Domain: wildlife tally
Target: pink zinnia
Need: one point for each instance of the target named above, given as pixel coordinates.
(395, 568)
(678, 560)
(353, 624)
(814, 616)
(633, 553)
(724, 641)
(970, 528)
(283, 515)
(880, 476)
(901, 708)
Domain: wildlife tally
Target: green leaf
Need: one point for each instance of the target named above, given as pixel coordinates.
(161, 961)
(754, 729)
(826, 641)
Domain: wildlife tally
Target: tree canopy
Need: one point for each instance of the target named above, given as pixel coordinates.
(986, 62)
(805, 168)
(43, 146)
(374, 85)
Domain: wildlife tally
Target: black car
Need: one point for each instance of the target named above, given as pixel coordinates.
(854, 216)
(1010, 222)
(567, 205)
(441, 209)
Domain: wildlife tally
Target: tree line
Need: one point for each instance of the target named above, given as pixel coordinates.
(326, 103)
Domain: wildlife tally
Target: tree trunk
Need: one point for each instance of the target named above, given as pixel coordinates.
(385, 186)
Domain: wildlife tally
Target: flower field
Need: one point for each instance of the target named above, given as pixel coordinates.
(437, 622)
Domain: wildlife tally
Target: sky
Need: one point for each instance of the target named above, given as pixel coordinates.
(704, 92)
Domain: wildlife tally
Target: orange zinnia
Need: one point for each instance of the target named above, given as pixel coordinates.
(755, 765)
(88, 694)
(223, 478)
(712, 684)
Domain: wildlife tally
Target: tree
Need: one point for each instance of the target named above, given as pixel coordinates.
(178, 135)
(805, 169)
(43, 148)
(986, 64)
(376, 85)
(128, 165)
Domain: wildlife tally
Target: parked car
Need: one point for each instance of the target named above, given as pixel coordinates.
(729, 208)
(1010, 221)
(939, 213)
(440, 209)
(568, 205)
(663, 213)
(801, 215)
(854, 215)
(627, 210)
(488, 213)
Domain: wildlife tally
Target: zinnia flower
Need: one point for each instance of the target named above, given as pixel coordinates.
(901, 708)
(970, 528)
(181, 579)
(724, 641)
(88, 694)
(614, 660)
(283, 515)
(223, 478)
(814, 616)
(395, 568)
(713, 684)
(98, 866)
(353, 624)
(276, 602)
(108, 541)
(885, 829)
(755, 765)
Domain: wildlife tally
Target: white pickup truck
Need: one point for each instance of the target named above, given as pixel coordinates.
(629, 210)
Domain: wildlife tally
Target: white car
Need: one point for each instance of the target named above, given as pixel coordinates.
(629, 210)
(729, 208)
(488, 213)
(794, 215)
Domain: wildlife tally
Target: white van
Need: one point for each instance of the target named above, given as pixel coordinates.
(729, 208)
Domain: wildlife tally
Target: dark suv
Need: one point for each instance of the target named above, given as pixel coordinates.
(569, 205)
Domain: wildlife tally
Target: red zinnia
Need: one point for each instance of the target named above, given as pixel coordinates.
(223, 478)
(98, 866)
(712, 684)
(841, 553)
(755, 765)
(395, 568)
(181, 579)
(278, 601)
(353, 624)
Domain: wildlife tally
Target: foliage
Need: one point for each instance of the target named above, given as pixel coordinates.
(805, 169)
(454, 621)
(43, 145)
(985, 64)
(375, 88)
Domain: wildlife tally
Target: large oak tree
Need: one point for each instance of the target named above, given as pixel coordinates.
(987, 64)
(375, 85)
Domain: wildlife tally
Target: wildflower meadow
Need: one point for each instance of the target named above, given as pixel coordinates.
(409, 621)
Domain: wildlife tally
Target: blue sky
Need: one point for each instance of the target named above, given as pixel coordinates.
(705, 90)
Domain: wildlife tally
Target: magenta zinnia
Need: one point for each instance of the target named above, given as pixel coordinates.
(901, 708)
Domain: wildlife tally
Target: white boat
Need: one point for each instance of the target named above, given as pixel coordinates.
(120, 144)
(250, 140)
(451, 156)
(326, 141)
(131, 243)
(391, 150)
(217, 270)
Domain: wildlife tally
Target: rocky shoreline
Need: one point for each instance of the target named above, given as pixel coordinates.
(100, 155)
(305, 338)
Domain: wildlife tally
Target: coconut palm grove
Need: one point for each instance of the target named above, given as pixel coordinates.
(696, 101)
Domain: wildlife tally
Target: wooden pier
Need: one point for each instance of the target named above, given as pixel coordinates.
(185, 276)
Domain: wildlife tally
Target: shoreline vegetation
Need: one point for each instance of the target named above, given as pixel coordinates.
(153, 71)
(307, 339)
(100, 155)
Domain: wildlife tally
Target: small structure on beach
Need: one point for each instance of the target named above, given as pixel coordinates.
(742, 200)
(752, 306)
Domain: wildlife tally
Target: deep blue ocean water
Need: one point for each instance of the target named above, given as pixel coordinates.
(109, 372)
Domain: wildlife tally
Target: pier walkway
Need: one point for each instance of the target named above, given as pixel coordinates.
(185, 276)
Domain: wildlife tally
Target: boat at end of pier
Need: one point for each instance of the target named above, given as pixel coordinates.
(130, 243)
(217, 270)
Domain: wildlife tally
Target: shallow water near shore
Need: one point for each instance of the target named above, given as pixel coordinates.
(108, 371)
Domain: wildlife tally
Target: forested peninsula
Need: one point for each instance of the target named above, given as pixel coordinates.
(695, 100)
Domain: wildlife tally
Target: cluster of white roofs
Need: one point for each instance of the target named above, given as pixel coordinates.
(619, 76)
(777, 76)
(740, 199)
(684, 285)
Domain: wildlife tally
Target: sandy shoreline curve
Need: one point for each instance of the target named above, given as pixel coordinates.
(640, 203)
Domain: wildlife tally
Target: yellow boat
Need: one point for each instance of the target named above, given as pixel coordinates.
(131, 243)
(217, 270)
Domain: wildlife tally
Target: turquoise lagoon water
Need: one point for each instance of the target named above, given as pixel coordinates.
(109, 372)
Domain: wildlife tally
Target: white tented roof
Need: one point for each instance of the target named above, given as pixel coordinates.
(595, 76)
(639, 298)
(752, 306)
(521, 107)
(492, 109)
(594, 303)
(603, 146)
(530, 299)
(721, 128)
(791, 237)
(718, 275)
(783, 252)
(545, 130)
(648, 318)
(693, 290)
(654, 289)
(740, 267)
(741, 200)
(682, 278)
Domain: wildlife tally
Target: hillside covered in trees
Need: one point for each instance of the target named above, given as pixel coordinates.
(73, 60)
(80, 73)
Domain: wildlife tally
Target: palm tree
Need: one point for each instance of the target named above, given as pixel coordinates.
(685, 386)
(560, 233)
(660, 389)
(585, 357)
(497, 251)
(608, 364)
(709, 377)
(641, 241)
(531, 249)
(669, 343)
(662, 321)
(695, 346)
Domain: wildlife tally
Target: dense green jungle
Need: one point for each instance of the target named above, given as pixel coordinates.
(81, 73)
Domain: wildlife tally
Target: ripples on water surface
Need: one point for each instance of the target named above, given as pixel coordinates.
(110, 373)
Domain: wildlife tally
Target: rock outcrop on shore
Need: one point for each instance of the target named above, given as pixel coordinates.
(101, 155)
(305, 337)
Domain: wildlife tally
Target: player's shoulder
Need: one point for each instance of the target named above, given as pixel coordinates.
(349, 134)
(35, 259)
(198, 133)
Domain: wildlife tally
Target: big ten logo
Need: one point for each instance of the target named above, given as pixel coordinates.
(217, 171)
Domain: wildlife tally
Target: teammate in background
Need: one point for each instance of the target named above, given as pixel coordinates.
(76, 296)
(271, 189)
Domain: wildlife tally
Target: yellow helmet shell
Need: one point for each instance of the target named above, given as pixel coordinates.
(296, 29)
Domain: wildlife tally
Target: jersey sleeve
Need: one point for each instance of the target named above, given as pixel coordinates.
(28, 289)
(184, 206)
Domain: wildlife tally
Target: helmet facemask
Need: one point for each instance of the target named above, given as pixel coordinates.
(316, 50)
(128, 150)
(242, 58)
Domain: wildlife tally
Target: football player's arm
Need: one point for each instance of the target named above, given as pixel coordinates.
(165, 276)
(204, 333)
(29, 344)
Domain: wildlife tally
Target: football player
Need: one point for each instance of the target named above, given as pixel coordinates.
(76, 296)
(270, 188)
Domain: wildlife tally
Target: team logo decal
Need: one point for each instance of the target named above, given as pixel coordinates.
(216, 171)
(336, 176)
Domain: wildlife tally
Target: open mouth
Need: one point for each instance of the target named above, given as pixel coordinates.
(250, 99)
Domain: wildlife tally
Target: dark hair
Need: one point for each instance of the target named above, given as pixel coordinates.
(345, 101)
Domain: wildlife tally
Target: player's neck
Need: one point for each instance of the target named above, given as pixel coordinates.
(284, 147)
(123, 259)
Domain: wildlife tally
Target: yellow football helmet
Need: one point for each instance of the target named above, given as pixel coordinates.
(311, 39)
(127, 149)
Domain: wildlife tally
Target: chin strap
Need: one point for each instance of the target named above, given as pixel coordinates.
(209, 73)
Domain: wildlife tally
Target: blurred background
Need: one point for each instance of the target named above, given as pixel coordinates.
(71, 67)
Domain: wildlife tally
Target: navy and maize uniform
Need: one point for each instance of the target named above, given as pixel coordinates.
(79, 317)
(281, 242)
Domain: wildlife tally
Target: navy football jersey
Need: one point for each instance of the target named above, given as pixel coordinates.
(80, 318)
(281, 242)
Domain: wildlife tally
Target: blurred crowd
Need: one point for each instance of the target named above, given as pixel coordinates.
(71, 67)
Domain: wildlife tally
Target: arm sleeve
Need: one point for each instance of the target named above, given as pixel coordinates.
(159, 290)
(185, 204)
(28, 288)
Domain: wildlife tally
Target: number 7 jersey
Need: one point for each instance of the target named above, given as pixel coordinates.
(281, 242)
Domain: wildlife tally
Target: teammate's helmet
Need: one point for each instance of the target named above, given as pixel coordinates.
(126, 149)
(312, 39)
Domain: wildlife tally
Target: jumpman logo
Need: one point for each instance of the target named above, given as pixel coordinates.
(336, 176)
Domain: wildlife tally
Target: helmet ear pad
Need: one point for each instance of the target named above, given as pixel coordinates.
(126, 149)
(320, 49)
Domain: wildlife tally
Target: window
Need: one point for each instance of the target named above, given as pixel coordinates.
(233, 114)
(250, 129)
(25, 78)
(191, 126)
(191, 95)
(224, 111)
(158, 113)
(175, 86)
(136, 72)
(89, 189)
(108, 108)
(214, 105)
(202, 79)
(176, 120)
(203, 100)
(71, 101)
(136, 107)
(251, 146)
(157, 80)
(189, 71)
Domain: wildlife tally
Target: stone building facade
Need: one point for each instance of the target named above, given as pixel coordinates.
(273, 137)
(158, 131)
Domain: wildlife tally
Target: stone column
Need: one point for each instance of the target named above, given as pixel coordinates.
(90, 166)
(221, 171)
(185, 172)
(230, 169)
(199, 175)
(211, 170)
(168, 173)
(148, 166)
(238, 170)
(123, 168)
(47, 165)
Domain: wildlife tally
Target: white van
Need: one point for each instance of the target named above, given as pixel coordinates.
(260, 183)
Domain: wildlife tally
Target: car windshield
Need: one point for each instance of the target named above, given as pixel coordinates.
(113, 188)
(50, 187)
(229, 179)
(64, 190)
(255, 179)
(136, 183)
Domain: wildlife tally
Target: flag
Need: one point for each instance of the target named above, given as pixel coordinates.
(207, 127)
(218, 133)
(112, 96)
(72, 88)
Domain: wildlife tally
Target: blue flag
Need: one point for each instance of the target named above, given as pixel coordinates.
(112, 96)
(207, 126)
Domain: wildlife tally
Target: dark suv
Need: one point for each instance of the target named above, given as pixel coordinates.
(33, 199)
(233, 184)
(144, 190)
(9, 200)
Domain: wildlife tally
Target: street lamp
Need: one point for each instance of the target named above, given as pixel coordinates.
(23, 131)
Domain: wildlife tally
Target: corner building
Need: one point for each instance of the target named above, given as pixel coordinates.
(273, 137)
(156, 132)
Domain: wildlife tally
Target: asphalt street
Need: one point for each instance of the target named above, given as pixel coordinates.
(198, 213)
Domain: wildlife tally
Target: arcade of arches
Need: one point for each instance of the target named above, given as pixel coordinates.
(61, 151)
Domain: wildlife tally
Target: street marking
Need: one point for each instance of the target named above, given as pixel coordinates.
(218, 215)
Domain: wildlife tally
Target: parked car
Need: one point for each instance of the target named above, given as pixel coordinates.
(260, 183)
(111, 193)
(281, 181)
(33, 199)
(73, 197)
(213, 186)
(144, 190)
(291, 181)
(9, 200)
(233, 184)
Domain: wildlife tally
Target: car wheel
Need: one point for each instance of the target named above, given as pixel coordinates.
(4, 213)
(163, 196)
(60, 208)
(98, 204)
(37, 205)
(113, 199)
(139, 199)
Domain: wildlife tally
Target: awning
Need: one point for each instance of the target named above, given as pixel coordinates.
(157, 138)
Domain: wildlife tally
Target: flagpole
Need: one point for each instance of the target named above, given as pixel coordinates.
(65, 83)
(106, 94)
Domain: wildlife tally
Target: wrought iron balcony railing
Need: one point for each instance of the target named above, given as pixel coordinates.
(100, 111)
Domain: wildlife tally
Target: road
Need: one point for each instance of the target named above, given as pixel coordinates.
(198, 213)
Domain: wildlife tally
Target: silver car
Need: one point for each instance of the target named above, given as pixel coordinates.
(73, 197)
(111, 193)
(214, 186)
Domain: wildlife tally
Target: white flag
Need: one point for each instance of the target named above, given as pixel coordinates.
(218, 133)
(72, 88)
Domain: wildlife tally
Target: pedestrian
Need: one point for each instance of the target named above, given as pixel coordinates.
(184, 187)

_ _ _ _ _

Directions:
Say how many lines contain "navy" in the material above; the number is the whole answer.

Solution below:
2